■ **Passage**
-- BEGIN --
Query of the week: Find large field values in jsonb column in postgresql
Query of the week: Find large field values in a jsonb column in postgresql
Table name is 'foods'. The query uses a few intersting jsonb functions and runs at a reasonable clip. It will list fields in a jsonb column named 'details_jsonb' that have a large average value length.
SELECT key, AVG(char_length(value)) as value_length FROM
(SELECT (jsonb_each_text(details_jsonb)).* FROM foods) k
GROUP BY key
ORDER BY value_length DESC
LIMIT 250;
Bonus:
Once you find those fields and they turn out to be noise, you may want to remove them with a query like so:
UPDATE foods SET details_jsonb =
details_jsonb - ARRAY(SELECT ky FROM (SELECT jsonb_object_keys(details_jsonb) AS ky) k WHERE ky LIKE 'ingredients_text_%_ocr_%');
Interesting here is the subquery that is converted into an array with ARRAY() and passed to the - (minus) operator on a jsonb field. Runs at a reasonable pace as well. You could (probably) even pass the first query, wrapped in another subquery, to the second like so:
UPDATE foods SET details_jsonb = details_jsonb - ARRAY(SELECT key FROM (SELECT key, AVG(char_length(value)) as value_length FROM
(SELECT (jsonb_each_text(details_jsonb)).* FROM foods) k1 GROUP BY key ORDER BY value_length DESC LIMIT 250;) k2);
... haven't tried it in terms of performance with a large array, so go wild (after backups) trying different subqueries turned into arrays.
Hope it helps.
Posted: 13 May 2022
-- END --
■ **Objectives**
A - Reproduce everything in the jsonb query post from "Query of the week: Find large field values in jsonb" down to "average value length.".
B - For each statement, say whether the jsonb query post agrees with it, answering yes or no and quoting the deciding words from the post. (i) The first query returns at most 250 rows. (ii) The author has tested the combined query's performance with a large array. (iii) The column holding the jsonb data is named 'details_jsonb'.

■ **Raw records**
-- BEGIN --
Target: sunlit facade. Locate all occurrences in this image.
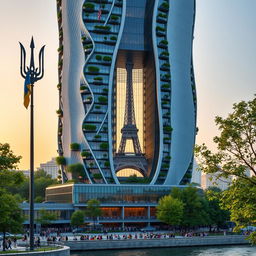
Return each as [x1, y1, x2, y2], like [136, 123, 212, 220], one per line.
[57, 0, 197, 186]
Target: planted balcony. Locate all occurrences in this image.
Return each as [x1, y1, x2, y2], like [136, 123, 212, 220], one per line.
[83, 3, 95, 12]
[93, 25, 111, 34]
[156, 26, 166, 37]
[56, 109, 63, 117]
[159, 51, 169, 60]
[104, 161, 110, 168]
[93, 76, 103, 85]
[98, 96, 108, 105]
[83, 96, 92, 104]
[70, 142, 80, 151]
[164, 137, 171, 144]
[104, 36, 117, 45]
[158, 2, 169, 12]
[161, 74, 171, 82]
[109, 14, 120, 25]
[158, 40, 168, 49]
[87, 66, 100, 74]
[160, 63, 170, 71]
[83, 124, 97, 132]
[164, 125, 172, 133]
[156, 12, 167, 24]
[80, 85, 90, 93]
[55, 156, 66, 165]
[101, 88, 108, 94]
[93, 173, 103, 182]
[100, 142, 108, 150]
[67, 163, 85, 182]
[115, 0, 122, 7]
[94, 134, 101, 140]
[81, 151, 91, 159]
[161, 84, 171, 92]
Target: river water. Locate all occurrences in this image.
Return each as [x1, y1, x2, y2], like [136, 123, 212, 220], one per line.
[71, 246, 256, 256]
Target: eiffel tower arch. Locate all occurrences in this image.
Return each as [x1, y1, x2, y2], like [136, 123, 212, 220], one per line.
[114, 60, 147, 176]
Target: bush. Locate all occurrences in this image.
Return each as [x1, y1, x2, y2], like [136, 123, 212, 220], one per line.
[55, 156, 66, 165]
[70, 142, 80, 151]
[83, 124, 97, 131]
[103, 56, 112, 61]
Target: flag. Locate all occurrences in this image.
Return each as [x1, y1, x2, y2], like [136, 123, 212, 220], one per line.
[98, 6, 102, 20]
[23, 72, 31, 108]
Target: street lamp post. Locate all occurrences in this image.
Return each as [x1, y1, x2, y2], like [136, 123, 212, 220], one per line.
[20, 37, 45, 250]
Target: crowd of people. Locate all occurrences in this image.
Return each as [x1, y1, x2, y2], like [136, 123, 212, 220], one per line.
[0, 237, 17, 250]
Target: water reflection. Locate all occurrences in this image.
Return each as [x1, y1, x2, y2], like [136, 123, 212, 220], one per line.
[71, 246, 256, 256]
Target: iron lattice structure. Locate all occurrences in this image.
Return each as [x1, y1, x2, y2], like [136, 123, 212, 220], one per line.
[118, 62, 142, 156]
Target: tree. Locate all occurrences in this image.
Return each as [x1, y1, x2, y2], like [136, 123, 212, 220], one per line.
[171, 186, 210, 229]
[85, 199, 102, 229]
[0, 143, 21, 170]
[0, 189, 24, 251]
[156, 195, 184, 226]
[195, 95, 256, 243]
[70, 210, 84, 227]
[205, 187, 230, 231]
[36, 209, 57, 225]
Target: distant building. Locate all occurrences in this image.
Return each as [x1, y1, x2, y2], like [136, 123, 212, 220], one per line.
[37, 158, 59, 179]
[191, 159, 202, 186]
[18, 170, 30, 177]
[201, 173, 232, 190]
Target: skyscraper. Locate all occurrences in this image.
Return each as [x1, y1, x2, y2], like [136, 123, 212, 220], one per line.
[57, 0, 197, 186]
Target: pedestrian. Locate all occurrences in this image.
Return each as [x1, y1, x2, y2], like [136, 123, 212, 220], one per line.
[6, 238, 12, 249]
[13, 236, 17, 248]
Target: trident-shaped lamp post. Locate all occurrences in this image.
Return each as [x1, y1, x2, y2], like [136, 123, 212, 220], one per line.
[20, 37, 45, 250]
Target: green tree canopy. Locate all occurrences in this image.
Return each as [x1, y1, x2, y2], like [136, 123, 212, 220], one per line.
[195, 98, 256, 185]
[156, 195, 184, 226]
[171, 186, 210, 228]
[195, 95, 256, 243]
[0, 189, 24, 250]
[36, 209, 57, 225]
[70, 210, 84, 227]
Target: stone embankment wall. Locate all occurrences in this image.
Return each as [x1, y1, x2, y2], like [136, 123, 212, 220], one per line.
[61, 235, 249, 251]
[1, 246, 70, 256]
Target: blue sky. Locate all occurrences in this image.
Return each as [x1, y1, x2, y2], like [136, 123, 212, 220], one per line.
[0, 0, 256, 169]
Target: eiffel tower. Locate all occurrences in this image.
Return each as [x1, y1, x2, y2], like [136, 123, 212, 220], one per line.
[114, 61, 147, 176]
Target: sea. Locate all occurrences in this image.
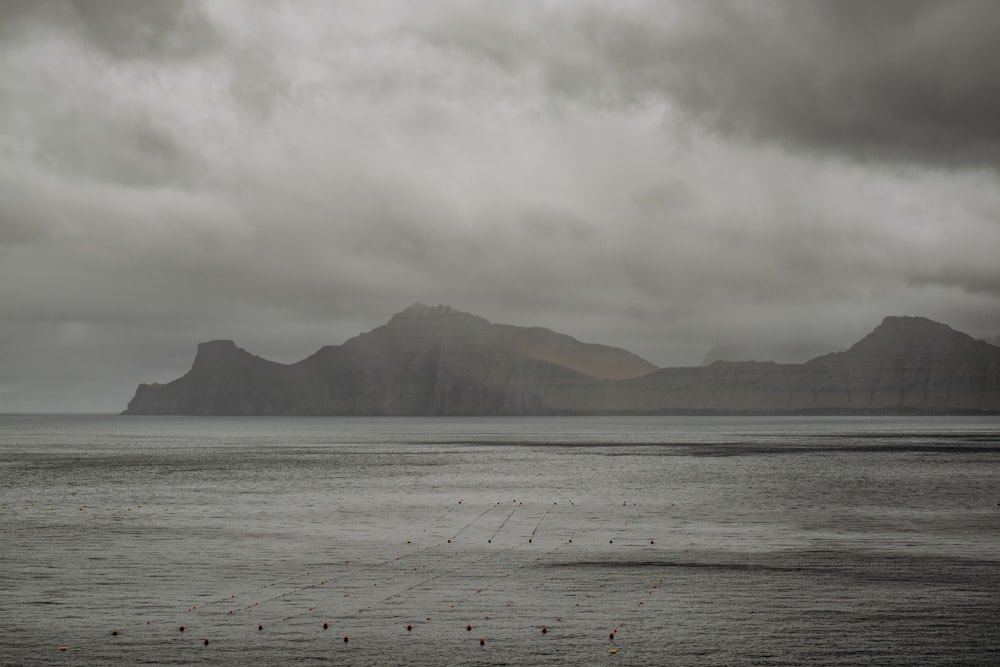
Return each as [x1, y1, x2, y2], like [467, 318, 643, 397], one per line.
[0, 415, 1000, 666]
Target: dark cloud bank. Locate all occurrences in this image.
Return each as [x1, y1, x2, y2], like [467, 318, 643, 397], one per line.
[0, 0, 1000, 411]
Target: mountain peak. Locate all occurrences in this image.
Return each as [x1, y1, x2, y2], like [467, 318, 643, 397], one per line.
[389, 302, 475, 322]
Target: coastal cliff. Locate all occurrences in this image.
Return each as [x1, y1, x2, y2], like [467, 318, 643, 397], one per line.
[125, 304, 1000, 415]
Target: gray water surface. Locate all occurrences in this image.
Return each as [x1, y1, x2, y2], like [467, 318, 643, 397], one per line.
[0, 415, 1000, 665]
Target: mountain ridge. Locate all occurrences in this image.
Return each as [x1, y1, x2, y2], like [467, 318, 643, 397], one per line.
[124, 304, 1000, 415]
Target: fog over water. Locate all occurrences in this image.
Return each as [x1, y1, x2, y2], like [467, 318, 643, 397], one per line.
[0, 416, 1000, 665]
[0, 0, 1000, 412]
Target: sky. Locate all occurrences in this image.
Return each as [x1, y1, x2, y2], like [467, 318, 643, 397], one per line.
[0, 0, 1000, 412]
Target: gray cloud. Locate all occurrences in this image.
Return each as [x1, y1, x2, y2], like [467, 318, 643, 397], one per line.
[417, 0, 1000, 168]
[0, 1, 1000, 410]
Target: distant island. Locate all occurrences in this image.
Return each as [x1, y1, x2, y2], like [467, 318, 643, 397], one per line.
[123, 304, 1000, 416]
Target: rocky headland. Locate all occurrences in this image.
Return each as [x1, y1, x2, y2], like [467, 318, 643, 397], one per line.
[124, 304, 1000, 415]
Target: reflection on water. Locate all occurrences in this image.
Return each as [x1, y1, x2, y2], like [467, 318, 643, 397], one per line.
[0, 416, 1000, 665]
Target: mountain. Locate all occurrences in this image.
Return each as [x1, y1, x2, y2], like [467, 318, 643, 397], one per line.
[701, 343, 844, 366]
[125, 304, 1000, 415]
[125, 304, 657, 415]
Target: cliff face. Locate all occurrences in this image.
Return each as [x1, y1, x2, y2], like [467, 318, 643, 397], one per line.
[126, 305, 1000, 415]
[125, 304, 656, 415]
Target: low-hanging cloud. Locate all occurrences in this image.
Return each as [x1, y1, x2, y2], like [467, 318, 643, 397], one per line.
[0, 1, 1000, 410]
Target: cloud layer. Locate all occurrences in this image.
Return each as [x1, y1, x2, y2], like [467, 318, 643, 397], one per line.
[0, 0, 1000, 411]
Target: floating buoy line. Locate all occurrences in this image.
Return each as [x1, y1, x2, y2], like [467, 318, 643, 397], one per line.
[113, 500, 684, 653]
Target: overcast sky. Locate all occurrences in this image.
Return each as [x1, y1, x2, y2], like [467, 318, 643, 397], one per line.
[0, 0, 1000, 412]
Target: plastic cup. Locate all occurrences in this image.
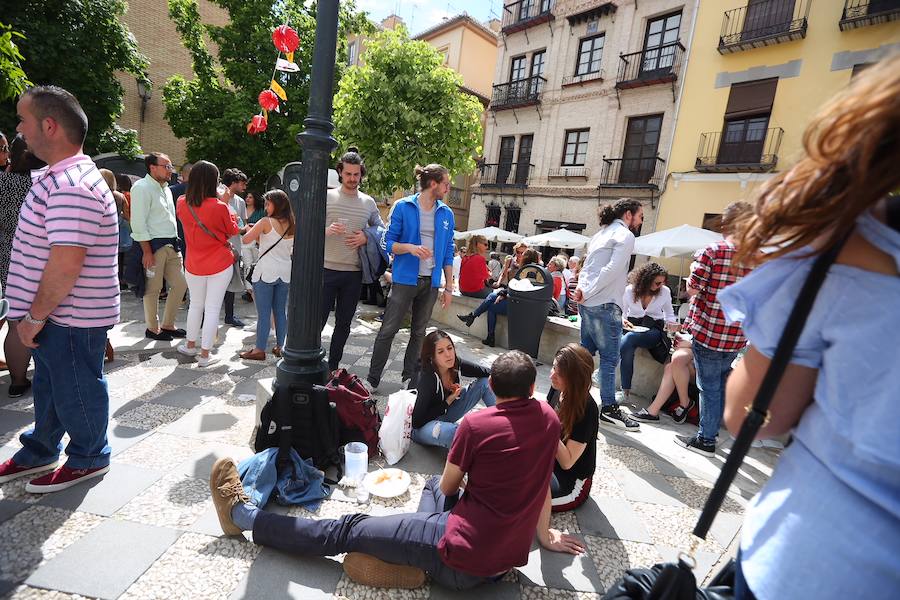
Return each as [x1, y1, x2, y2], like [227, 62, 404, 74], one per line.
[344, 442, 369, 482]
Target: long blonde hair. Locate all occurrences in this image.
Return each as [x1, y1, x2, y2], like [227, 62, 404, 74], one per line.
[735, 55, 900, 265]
-- END --
-- BEGIN --
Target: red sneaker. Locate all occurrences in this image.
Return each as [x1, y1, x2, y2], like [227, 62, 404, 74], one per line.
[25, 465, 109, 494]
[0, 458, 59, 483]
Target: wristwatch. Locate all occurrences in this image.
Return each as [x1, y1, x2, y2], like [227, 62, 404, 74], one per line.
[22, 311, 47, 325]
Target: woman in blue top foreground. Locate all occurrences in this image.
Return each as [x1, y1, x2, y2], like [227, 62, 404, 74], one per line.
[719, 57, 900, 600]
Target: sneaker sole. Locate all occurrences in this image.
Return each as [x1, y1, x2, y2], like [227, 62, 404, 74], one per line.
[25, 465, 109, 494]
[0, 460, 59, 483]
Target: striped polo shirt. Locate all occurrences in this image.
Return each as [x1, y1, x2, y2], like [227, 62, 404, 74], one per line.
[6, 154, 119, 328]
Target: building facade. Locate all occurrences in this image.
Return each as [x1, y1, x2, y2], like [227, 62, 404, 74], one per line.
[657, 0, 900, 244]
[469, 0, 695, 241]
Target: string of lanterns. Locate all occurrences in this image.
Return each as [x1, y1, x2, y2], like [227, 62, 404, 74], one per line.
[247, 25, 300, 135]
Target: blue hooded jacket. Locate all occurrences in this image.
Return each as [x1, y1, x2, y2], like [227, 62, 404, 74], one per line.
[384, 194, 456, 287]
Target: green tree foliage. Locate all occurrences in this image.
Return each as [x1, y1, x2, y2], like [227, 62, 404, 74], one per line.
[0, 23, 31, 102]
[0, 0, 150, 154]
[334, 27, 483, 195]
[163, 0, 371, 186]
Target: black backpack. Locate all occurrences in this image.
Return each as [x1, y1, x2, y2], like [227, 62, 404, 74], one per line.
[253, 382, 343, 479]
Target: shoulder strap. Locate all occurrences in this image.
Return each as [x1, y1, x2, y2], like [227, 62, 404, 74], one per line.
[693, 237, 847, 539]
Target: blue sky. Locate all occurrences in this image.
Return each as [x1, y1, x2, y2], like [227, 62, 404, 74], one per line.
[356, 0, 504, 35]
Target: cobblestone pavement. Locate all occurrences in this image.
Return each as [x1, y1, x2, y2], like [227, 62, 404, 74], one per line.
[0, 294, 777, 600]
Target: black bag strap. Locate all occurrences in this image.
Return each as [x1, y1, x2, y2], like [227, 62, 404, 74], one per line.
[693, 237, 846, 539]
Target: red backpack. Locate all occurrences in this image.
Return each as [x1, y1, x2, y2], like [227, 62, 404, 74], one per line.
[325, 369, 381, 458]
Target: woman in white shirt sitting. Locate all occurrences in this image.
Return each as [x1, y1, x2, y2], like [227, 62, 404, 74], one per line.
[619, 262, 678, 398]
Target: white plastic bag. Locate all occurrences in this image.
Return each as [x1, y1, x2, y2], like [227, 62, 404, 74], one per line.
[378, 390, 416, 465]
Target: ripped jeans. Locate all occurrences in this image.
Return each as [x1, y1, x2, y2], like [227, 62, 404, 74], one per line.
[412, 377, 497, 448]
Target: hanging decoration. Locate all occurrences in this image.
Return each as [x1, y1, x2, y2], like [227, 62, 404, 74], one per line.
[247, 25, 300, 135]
-- END --
■ **Complete answers**
A -
Query of the week: Find large field values in jsonb column in postgresql
Query of the week: Find large field values in a jsonb column in postgresql
Table name is 'foods'. The query uses a few intersting jsonb functions and runs at a reasonable clip. It will list fields in a jsonb column named 'details_jsonb' that have a large average value length.

B -
(i) Yes: "LIMIT 250;"
(ii) No: "haven't tried it in terms of performance with a large array"
(iii) Yes: "a jsonb column named 'details_jsonb'"